WHAT TO DO =>
What you return must be every line from the beginning of the data through the line holding "# tag every instance of the green tree", unchanged.

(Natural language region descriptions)
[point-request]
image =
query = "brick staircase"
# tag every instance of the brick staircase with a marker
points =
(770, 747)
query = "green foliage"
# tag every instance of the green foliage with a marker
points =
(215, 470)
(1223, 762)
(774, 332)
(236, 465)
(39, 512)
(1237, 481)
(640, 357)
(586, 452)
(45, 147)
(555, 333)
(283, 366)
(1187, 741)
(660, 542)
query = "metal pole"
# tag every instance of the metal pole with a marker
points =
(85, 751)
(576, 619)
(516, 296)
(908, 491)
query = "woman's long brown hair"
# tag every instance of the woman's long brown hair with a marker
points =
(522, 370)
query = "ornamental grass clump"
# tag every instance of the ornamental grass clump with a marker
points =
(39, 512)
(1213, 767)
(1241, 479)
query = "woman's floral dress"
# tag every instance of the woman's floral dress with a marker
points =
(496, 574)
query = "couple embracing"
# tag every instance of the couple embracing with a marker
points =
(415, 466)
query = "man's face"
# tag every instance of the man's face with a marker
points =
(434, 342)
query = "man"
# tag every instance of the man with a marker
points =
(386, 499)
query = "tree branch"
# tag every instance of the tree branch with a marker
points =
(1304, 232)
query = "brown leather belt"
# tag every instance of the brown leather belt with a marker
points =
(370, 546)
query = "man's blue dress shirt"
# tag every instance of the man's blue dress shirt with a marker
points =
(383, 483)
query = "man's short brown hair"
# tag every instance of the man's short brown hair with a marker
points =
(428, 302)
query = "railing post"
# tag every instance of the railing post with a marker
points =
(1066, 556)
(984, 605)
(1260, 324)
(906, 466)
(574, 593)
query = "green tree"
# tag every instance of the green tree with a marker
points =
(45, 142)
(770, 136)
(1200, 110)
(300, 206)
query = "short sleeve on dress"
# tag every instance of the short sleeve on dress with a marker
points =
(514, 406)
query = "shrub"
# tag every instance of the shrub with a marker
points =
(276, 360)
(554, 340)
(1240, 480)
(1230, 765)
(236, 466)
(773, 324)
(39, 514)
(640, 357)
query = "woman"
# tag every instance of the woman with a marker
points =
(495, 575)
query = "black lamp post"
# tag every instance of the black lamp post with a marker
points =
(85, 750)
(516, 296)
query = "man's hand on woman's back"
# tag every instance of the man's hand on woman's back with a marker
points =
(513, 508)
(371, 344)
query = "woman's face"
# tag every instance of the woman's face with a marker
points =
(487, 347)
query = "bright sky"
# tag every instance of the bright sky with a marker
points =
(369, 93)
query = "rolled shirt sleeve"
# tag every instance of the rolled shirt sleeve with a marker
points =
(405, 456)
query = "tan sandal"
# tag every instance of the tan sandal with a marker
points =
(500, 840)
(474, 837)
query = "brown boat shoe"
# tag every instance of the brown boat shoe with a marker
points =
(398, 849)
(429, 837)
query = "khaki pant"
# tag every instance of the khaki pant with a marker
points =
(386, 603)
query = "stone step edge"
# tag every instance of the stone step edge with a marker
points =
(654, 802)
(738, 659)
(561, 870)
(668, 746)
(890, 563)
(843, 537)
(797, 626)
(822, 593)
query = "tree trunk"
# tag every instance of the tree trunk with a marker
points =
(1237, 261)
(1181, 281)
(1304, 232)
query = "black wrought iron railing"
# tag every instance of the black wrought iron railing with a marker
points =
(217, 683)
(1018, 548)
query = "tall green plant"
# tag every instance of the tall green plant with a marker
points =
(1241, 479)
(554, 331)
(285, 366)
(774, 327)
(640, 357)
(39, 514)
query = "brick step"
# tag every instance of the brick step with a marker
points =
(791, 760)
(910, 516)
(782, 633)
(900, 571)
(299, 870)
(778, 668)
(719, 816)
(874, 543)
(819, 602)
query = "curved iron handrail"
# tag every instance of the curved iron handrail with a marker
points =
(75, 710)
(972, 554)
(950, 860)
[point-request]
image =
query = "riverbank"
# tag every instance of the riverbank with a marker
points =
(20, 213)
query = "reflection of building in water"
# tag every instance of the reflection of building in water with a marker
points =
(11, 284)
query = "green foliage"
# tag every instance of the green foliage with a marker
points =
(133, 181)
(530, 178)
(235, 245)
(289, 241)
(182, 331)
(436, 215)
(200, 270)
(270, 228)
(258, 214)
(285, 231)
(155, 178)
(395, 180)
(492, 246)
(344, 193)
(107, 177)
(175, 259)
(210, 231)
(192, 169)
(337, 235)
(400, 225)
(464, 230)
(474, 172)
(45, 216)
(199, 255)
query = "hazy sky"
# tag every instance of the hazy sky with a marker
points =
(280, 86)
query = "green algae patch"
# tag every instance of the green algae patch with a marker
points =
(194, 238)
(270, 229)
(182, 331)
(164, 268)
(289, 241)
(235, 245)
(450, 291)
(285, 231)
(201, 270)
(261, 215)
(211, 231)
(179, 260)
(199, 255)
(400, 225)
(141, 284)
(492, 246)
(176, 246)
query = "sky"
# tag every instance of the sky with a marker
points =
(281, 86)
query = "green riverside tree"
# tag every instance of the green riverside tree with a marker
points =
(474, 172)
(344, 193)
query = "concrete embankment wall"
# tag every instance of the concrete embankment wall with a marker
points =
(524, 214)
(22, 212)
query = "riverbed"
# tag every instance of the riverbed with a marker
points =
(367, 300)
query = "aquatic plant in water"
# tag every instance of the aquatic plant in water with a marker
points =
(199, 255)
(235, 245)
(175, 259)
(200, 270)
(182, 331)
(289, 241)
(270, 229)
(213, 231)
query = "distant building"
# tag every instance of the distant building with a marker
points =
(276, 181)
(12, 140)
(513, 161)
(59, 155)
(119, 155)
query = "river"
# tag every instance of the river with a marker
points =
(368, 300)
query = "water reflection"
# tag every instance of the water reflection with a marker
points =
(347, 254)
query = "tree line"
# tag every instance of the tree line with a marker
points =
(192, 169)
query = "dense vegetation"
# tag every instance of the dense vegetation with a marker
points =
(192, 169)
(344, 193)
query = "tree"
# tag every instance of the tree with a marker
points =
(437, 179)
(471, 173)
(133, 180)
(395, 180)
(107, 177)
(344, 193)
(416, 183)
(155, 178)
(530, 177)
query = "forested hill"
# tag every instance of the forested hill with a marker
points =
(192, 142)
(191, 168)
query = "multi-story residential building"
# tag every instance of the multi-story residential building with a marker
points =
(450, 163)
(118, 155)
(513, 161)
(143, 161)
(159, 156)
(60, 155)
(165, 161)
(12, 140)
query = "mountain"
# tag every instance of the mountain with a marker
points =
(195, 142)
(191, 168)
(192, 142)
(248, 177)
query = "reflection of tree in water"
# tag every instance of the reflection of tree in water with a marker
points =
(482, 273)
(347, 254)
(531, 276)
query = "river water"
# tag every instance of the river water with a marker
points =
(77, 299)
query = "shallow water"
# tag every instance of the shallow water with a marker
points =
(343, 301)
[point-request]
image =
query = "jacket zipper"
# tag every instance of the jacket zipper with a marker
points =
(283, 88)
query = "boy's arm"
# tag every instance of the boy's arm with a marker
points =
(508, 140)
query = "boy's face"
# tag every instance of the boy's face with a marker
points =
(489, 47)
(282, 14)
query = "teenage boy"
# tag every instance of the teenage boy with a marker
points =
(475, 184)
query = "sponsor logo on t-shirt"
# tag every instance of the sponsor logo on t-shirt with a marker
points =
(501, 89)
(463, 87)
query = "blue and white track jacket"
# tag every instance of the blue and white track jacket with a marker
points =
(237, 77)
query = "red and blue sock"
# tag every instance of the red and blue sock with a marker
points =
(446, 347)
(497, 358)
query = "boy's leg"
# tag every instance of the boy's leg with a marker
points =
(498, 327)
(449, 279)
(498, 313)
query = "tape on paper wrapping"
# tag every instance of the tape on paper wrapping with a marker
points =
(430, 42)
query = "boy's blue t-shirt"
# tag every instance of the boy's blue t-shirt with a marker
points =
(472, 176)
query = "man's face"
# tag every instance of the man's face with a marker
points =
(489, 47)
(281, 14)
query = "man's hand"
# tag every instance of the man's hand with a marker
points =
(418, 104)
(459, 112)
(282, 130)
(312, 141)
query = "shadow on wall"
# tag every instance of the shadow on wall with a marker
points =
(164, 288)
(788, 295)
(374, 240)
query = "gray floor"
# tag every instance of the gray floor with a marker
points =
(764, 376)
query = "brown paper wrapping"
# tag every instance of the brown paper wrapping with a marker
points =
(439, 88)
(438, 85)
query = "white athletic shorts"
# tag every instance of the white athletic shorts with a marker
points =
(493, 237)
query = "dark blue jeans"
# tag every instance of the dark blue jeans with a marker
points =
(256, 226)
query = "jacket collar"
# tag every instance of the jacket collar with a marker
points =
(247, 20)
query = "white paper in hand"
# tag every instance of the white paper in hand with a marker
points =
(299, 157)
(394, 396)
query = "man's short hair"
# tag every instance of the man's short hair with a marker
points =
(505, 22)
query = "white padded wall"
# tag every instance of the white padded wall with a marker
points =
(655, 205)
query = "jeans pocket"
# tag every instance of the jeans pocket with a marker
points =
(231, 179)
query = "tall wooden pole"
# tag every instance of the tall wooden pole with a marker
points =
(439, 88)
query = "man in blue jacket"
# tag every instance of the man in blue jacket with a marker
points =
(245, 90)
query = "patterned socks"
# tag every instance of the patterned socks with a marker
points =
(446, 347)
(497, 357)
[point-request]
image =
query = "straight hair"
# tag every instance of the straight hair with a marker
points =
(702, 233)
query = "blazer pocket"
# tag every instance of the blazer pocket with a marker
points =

EXERCISE ANSWER =>
[point-request]
image =
query = "brick staircase"
# tag every instance of the brick staircase with a marker
points =
(770, 747)
query = "green foliage"
# tag every instance of the green foliage with a marker
points =
(215, 470)
(1223, 762)
(774, 332)
(236, 465)
(39, 512)
(1237, 481)
(640, 357)
(586, 452)
(45, 147)
(555, 333)
(283, 366)
(1187, 741)
(660, 542)
query = "metal pole"
# tag every instance of the metal pole with a marker
points =
(85, 751)
(576, 619)
(516, 296)
(908, 491)
query = "woman's long brown hair"
# tag every instance of the woman's long brown hair with a marker
points =
(522, 370)
query = "ornamental grass clump"
# tag every instance of the ornamental grass clump with a marker
points =
(39, 512)
(1213, 767)
(1241, 479)
query = "woman's floral dress"
# tag every instance of the woman's floral dress with a marker
points =
(496, 574)
query = "couple embracing"
# tag every instance of the couple embracing with a marker
points =
(415, 466)
query = "man's face"
# tag every instance of the man's face with a marker
points =
(434, 342)
query = "man"
# tag every instance of the man with a marker
points =
(386, 499)
query = "tree branch"
# tag every instance of the tree branch with a marker
points =
(1304, 232)
query = "brown leather belt"
# tag every instance of the brown leather belt with a marker
points =
(370, 546)
query = "man's blue dress shirt"
# tag every instance of the man's blue dress shirt with a marker
points =
(383, 483)
query = "man's short brown hair"
# tag every instance of the man's short brown hair with a marker
points =
(428, 302)
query = "railing post"
# tag every instance of the railing post with a marker
points =
(1066, 556)
(984, 605)
(1260, 324)
(906, 466)
(574, 593)
query = "green tree"
# tag every instance of the green tree with a marker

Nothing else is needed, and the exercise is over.